Position annotation records:
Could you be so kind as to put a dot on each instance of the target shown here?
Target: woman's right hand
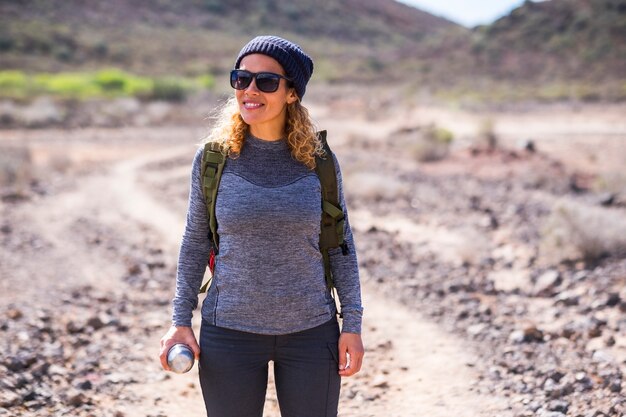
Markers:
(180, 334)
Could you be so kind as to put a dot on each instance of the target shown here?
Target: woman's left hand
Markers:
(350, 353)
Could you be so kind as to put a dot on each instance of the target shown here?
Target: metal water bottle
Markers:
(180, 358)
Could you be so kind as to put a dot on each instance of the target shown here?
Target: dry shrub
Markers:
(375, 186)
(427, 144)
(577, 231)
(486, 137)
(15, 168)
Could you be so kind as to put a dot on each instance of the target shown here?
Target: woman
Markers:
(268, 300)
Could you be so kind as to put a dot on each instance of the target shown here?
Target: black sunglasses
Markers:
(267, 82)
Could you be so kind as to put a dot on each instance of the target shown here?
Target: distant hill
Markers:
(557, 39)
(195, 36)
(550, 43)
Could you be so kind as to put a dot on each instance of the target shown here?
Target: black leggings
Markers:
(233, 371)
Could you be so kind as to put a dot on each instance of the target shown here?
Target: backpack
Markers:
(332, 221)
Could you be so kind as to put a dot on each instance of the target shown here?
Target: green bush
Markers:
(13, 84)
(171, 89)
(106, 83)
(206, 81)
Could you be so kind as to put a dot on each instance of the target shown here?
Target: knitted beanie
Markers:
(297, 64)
---
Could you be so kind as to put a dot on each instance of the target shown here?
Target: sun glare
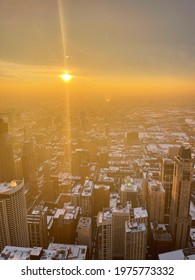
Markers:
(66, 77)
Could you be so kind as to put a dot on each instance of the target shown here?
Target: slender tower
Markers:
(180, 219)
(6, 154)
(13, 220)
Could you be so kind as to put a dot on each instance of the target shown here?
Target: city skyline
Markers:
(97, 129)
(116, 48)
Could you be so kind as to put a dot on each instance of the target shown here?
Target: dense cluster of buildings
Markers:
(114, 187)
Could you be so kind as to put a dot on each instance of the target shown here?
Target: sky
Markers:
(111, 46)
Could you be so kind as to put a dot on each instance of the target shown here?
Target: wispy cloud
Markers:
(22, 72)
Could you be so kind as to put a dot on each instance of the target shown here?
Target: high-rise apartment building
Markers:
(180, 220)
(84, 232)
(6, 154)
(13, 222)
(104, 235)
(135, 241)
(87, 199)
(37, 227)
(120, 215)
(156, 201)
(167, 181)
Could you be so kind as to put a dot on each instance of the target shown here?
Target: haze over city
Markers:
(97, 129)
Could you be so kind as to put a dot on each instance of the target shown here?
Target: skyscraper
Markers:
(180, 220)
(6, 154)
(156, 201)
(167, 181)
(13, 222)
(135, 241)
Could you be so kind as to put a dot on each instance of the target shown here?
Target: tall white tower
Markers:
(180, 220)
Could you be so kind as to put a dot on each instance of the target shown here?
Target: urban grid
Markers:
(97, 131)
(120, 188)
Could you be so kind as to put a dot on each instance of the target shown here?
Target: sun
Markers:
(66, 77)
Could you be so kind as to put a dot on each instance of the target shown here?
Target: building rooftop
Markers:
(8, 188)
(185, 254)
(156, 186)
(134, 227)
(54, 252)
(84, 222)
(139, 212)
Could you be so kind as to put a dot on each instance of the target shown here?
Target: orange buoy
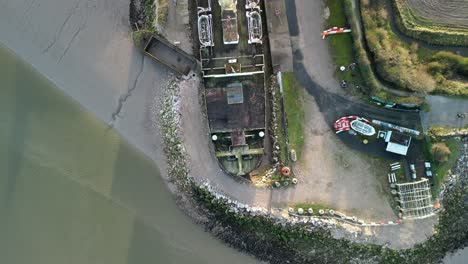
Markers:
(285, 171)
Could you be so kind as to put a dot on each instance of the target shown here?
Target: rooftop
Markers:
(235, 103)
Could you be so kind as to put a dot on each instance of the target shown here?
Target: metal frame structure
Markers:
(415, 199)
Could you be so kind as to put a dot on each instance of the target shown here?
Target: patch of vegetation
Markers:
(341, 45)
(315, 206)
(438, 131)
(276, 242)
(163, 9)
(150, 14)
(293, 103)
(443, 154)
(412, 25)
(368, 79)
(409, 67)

* **Task objective**
Copy out every line from the records above that contains the word "city", matching case exactly.

* **Task response**
Target: city skyline
Target: haze over city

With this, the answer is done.